Information provided>
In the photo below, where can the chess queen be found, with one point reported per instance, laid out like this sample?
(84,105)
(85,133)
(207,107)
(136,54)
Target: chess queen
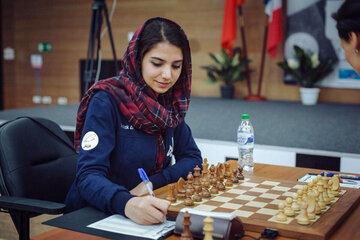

How to complete this task>
Quote each record exactly as it stands, minus the pictures.

Response>
In the photo below, where can the chess queen be found, with one point reported per instance, laid out like this sample?
(84,105)
(85,133)
(207,107)
(136,54)
Target: chess queen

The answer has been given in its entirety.